_本文_:

____________________

大阪高等裁判所 昭和48年(行コ)33号 判決 1976年1月29日
兵庫県伊丹市南本町五丁目一七番地
控訴人
大宝電化工業株式会社
右代表者代表取締役
作野寛美
右訴訟代理人弁護士
野村清美
右訴訟復代理人弁護士
安保晃孝
兵庫県伊丹市溝口七三番地
被控訴人
伊丹税務署長
佐式公明
右指定代理人
岡準三
中川平洋
吉沢保
岩橋益夫
池田健二
水口由光
高田安三
主文
本件控訴を棄却する。
控訴費用は控訴人の負担とする。
事実
一 当事者の求めた裁判
(控訴人の申立)
原判決を取消す。
被控訴人が昭和四二年一二月一九日付でなした控訴人の同年四月分源泉徴収にかかる所得税の納税告知処分および不納付加算の賦課決定処分を取消す。
訴訟費用は第一、二審とも被控訴人の負担とする。
(被控訴人の申立)
主文同旨の判決。
二 当事者双方の主張ならびに証拠関係は、次に付加するほか、原判決事実摘示(ただし、原判決六枚目表三行目の「同四二年四月七日」とあるを「同四二年四月四日」と訂正する)のとおりであるから、これを引用する。
(控訴人の主張)
(一) 被控訴人は控訴人に対し、昭和四二年一二月一九日付で
1. 控訴人の自昭和四二年四月一日至同年同月八日事業年度分の法人税決定処分ならびに無申告加算税及び重加算税の賦課決定処分
2. 控訴人の同事業年度分の青色申告承認取消処分
3. 控訴人の昭和四二年四月分源泉徴収にかかる所得税の納税告知処分および不納付加算の賦課決定処分
をなしたので、控訴人は右各処分の取消を請求して本訴を提起したが、被控訴人において、昭和四九年七月二五日付で右1.2.の両処分を取消したので、同処分の取消を求める訴を取下げた。

____________________

データソースの項目:
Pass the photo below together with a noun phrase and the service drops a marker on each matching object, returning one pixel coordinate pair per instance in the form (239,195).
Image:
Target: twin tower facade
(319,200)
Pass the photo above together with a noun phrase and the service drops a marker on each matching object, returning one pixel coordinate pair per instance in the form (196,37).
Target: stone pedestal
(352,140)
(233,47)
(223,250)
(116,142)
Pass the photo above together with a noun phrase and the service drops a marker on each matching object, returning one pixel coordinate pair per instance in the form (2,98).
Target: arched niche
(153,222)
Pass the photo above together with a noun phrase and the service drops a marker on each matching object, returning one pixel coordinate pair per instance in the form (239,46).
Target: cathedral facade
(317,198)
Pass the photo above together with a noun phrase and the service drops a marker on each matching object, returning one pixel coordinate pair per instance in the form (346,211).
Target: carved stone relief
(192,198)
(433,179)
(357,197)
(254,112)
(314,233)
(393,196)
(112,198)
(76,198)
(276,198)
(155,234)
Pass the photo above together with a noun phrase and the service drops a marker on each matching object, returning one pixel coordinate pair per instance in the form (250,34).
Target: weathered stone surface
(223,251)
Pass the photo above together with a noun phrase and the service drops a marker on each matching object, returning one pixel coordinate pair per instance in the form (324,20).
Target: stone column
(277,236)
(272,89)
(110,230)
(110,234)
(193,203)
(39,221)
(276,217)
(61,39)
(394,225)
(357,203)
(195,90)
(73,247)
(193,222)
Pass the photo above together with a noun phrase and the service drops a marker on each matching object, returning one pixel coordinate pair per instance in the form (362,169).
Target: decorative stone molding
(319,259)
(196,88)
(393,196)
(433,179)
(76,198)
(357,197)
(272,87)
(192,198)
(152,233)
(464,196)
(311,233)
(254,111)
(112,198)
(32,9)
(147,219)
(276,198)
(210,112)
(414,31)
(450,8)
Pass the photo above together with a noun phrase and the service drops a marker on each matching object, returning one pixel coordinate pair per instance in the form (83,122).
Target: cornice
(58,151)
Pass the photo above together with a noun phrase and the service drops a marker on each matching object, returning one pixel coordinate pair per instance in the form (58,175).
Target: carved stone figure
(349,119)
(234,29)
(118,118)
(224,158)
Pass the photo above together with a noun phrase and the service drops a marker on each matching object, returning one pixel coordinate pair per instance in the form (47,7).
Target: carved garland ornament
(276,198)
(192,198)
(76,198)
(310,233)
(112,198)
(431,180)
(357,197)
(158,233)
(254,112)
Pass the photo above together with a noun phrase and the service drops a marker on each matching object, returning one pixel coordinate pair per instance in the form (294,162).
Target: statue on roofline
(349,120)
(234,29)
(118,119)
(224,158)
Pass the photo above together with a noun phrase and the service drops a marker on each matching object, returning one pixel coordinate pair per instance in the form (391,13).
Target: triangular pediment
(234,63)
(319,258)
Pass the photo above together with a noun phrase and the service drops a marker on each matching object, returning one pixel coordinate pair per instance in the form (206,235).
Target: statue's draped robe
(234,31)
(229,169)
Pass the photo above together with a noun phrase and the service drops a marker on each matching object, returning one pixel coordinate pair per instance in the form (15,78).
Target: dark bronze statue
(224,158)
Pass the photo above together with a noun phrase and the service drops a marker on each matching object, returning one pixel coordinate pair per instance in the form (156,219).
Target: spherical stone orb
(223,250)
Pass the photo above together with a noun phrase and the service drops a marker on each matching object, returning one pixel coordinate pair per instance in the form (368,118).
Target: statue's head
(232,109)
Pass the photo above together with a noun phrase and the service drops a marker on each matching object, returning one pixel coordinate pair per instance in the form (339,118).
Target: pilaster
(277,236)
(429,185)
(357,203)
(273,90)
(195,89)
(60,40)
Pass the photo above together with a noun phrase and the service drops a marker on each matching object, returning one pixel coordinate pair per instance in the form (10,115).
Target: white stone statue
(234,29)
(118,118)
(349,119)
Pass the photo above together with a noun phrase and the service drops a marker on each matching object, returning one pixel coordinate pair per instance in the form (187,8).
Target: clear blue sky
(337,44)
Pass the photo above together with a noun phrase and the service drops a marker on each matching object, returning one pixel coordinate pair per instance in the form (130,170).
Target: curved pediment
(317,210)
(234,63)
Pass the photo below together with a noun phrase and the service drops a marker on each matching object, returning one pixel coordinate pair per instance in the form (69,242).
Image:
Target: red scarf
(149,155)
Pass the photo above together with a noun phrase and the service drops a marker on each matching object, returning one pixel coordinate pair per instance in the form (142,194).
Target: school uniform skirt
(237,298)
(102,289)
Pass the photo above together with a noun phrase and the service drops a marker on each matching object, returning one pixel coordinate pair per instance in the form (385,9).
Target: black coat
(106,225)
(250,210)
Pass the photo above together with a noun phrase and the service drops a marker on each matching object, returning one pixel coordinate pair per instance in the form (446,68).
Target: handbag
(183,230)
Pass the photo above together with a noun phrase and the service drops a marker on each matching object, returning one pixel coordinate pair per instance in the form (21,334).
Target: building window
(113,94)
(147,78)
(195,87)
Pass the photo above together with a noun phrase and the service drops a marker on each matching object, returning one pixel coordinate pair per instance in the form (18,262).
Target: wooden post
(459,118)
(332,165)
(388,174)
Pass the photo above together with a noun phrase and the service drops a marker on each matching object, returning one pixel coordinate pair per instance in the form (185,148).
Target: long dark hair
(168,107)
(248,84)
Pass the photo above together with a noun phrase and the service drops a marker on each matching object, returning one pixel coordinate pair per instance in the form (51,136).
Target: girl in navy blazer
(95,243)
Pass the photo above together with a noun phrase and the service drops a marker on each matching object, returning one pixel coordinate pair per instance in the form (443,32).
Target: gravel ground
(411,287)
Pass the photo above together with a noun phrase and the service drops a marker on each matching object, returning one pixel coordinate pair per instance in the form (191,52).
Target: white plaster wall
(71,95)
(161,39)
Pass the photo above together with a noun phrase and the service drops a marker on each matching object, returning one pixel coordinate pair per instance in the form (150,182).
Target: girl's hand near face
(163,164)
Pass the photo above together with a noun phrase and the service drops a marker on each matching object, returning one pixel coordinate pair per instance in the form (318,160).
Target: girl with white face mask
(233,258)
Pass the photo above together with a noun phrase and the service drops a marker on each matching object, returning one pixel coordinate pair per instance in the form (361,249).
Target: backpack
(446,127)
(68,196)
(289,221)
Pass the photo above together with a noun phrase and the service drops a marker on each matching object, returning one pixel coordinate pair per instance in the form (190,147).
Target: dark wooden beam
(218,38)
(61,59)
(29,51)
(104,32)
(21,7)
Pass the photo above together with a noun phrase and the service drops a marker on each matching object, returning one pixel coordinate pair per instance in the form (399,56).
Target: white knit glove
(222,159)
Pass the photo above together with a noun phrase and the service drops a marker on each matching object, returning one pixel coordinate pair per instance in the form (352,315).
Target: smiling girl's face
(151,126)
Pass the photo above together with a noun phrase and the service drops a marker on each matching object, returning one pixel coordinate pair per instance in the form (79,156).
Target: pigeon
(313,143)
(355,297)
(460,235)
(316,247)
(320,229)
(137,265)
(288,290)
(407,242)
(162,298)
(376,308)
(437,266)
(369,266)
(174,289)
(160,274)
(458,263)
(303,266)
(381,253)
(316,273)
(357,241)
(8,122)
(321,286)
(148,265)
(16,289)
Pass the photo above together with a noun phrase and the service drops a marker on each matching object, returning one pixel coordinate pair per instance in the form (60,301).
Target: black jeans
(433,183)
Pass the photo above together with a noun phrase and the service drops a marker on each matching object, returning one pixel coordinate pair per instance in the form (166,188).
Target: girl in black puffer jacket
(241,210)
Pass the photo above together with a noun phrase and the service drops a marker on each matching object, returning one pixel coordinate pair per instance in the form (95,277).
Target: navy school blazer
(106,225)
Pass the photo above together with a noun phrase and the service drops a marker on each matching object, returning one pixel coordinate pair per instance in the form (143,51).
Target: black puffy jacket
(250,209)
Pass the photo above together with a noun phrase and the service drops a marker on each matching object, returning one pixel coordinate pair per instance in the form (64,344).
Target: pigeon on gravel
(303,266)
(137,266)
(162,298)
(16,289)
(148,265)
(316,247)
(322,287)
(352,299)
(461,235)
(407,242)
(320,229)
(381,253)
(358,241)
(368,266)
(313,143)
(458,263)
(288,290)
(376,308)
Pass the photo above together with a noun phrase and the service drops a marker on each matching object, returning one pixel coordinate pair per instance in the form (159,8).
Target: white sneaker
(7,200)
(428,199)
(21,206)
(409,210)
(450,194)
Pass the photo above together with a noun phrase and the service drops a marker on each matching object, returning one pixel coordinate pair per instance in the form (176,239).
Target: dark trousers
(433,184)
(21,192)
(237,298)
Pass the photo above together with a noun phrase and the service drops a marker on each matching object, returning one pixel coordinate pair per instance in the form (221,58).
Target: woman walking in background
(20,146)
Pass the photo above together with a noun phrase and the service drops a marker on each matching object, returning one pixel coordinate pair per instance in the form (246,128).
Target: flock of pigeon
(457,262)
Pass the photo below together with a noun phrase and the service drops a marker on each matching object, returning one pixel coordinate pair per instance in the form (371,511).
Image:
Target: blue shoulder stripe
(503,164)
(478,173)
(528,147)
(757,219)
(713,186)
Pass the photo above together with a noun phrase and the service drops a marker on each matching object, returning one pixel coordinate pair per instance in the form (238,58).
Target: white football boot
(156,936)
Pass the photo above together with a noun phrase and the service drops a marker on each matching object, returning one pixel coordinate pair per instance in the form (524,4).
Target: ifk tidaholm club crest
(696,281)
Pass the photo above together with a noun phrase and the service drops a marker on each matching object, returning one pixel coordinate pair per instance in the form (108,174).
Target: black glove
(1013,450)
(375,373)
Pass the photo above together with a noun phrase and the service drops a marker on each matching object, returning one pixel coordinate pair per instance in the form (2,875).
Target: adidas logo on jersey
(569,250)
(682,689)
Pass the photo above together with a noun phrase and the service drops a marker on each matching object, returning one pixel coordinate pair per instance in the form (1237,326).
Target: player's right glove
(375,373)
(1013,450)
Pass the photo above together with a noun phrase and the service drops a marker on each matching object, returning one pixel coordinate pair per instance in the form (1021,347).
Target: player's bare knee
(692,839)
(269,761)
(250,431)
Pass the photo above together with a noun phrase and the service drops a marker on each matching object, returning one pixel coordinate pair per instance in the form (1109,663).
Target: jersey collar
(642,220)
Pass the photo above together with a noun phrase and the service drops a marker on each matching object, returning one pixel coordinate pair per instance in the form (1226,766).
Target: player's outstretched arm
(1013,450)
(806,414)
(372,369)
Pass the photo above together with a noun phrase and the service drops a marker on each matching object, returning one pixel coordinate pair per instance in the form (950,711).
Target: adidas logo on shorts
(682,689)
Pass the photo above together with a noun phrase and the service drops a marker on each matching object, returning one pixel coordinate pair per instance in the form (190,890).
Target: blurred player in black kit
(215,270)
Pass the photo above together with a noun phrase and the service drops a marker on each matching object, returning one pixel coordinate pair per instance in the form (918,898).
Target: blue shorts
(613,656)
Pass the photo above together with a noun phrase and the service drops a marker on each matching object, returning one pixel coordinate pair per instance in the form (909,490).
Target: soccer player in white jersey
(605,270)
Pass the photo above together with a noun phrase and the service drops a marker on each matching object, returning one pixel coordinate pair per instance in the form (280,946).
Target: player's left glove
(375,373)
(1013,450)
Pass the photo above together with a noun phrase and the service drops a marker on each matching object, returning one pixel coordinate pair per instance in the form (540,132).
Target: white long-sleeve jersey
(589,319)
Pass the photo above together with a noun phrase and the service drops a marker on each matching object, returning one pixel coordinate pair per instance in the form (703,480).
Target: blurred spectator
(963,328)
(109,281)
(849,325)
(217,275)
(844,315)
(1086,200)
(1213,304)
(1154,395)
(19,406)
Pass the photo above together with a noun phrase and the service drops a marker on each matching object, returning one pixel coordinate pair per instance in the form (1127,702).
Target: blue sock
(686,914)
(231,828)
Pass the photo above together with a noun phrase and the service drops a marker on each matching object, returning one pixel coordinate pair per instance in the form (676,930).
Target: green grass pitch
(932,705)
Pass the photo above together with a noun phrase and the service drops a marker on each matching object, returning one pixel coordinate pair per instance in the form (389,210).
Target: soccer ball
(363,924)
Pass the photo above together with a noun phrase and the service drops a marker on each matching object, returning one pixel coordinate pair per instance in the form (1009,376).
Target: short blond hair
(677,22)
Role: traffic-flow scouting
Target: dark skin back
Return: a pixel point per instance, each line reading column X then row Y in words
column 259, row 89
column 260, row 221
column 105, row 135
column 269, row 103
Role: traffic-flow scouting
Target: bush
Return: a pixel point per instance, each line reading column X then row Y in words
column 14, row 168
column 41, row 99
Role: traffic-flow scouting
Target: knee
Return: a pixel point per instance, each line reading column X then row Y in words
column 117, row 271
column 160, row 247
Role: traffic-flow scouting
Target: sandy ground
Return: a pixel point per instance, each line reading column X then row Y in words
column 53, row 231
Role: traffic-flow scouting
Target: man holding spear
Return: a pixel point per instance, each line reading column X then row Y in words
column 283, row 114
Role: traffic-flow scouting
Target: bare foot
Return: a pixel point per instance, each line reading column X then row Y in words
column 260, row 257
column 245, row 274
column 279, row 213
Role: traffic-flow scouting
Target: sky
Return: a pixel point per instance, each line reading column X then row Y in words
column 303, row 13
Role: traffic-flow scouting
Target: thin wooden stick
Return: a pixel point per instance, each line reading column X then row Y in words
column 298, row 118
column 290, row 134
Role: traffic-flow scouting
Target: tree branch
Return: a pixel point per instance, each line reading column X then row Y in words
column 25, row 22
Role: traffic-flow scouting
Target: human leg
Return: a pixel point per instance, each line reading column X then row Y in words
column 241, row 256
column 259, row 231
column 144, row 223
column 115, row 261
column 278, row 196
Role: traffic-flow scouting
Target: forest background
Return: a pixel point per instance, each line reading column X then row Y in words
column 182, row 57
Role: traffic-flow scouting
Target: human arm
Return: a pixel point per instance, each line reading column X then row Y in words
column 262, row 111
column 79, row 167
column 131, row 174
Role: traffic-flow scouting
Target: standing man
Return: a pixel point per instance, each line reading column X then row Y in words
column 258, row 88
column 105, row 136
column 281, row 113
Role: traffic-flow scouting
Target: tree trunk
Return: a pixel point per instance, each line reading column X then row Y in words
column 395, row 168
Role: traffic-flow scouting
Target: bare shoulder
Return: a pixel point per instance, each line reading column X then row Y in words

____________________

_やること_:
a) この判決文によると、被控訴人が控訴人の法人税決定処分と青色申告承認取消処分を取り消したのは、何年何月何日付か。
b) 判決文の最後の文の後から、続きを書き継げ。
記録は使わなくてよい。

_回答_:
a) 昭和四九年七月二五日付。

b)
ところが、被控訴人は右3.の処分(以下単に本件処分という)を維持するが、右処分は控訴人に対する青色申告承認取消処分の取消によりその効力を失ったというべきである。すなわち、本件処分は青色申告の承認が取消された白色申告法人たる控訴人に対する処分であったところ、右の青色申告承認取消処分が取消されたことにより、控訴人は青色申告法人となったのである。そして青色申告法人に対してはその備付帳簿の記載に基づいて課税額を算定すべきであり、これに反する推計による賦課、更正処分が許されない。
よって、控訴人は被控訴人の青色申告承認取消処分の取消を理由に、本件処分の取消を求める。
(二) 訴外田中喜一が取得した二、〇〇〇万円は同人所有の株式一万株を訴外沢春蔵に譲渡した代金である。すなわち
イ、訴外田中は昭和三六年九月控訴会社の代表者川井順富から営業資金五〇〇万円の貸与を頼まれて応じ、更に同三八年七月ころ金員の貸与を懇請してきたので、金員を出資して自己において同社を経営しようと考えたことが契機となって同社の株式を取得することになった。当時の同社の払込済株式総数は一万株であり、その株主は川井、中村外一〇余人であった。
訴外田中は同月一〇日ころ川井、中村外数名が所有していた六、〇〇〇株を額面金額三〇〇万円で買取り、引続き同年一〇月ころまでの間に約九、〇〇〇株の株式を譲受けて株主となった。そこで、訴外田中は控訴会社の経営にあたり、その業績の向上に努力してその実を挙げていたところ、昭和四〇年九月ころ訴外伊藤武雄から控訴会社譲渡の話があり、当初これを断わったが、同人が更に二、四〇〇万円の金額を明示して沢春蔵に譲渡するよう強く要望したのでこれに応ずる旨答えた。その際、伊藤武雄から控訴会社の株式全株を揃えるよう申出があり、訴外田中は残約一割の株式を取得し、控訴会社の発行済株式一万株、額面金額五〇〇万円の全株式の株主となった。
訴外田中は昭和四一年一二月二〇日沢春蔵に対し控訴会社の株式一万株を代金二、四〇〇万円で譲渡し、同日右株券と代表取締役たる取締役辞任届、控訴会社の印鑑などを沢春蔵に引渡し、同日内金一、〇〇〇万円を、昭和四二年三月二〇日残代金一、四〇〇万円をそれぞれ同人から受領した。
ロ、右代金は、訴外田中と沢春蔵との個人間で授受せられている。
内金一、〇〇〇万円は昭和四一年一二月二〇日三菱銀行大阪西支店長振出しの保証小切手で沢春蔵から訴外田中に支払われ、残金は昭和四二年三月二〇日現金で同様に支払われた。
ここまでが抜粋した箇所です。